**WHAT THE EXERCISE ASKS**
When you reach the line containing "Where can you find the printed" in the data below, begin returning lines exactly as written, and stop once the line containing "Where can you find the artificial" has been returned.
[ENTRIES PROVIDED Boundary: Start]
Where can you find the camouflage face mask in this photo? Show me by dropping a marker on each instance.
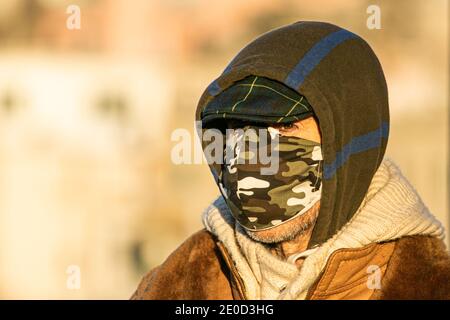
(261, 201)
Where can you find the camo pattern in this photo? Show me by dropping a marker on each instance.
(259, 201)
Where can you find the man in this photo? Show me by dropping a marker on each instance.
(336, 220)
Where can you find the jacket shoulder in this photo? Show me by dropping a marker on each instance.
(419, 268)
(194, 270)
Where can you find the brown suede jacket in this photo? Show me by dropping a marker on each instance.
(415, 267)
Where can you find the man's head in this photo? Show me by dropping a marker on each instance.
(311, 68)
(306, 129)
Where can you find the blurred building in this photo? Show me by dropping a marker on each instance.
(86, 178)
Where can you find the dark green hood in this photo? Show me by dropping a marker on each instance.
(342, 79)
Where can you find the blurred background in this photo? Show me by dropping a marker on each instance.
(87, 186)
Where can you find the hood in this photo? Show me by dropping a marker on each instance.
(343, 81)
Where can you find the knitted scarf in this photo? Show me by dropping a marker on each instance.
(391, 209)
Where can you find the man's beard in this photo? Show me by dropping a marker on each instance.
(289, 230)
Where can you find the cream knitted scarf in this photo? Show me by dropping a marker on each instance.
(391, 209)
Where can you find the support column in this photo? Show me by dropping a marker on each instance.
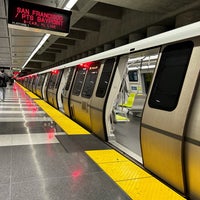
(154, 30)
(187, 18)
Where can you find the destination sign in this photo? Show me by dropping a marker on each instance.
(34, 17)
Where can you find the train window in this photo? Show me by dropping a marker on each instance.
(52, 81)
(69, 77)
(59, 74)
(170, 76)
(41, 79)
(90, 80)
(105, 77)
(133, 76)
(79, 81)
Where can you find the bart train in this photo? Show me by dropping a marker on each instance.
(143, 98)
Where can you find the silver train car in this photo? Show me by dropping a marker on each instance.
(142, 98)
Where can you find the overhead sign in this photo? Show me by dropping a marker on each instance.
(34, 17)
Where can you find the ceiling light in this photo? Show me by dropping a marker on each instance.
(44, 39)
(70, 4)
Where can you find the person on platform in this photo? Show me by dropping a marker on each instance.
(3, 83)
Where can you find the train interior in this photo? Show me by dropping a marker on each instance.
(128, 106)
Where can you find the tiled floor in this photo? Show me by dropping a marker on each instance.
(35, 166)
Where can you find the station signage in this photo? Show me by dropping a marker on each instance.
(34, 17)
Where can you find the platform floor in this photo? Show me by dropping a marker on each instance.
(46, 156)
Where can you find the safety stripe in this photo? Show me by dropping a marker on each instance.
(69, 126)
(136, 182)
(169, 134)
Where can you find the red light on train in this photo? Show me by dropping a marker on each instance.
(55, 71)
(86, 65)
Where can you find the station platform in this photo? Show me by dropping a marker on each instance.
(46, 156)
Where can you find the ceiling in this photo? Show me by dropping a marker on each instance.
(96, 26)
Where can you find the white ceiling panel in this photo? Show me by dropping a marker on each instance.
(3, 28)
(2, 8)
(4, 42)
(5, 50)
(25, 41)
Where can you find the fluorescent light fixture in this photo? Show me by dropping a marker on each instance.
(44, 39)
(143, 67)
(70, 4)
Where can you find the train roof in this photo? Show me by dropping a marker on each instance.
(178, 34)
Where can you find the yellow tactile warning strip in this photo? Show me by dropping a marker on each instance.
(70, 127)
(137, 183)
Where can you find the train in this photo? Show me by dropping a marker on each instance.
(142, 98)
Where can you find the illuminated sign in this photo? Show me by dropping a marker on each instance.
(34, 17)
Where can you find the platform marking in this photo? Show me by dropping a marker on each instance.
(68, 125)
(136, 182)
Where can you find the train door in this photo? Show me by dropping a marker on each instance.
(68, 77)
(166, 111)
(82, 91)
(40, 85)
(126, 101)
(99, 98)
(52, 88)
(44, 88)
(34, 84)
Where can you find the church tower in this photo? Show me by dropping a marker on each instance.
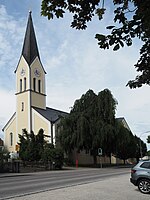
[ENTRIES PROVIDED Boundary: End]
[ENTRIES PROVIDED Boundary: Start]
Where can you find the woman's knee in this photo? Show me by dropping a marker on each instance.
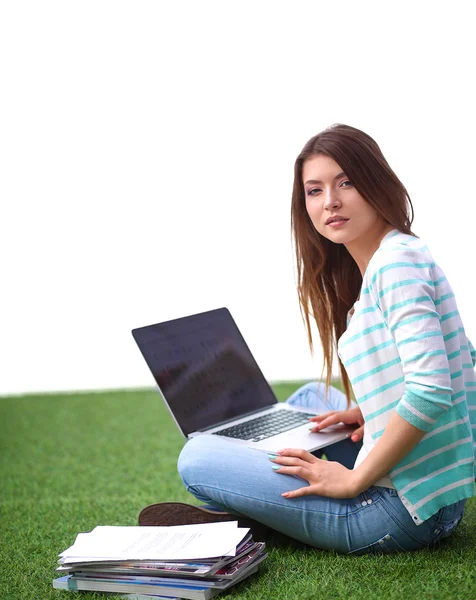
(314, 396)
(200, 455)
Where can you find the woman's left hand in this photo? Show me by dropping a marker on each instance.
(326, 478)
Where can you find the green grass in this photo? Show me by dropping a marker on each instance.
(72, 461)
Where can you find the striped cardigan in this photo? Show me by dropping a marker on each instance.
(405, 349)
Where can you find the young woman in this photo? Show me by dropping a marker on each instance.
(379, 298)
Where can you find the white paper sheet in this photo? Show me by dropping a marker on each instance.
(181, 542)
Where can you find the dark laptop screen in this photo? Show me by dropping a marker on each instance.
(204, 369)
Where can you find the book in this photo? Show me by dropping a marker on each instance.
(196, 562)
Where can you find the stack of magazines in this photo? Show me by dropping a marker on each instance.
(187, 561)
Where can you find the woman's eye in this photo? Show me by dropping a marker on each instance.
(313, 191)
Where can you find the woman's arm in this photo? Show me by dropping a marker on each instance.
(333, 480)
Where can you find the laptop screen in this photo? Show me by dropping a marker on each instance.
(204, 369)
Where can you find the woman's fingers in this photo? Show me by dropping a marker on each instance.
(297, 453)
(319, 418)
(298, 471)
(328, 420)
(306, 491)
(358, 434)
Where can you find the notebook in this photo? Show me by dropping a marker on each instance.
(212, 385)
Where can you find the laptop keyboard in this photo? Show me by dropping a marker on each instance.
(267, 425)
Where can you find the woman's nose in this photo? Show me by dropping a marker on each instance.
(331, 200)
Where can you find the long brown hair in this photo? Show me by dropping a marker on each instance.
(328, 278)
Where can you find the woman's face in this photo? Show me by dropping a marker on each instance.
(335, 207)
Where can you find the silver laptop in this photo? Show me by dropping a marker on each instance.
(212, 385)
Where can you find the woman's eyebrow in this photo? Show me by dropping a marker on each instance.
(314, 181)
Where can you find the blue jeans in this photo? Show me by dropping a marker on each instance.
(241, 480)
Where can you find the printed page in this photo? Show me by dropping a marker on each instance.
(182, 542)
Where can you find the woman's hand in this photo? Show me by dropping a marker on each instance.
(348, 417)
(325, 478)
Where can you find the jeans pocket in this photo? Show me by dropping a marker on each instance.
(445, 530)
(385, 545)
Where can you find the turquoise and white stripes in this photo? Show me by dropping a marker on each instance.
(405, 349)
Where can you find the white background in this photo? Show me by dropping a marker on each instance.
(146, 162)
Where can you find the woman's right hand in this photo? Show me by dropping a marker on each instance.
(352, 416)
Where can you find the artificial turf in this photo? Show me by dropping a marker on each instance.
[ENTRIES PROVIDED Boundary: End]
**TASK RESPONSE**
Where can you find the printed page in this photo? Show me by dropping a marker on each instance.
(182, 542)
Where can you find the woman's hand in this photo? Show me by dropping a marker on each instance.
(348, 417)
(325, 478)
Where can you find the jeans pocket in this photo? Show me by dropping a marker on each instance.
(445, 530)
(385, 545)
Where can you find the turquoise and white stripes in this photo? Show me by dropping a marker on each instance.
(405, 349)
Where can you find the white background in this photo? Show me by dropping a marker on each instance.
(146, 162)
Where can you find the woman's right hand in this photo? Show me by dropping a marker on each instance.
(352, 416)
Where can you find the artificial turf in this photo? Show me by dropping a marker on each instance.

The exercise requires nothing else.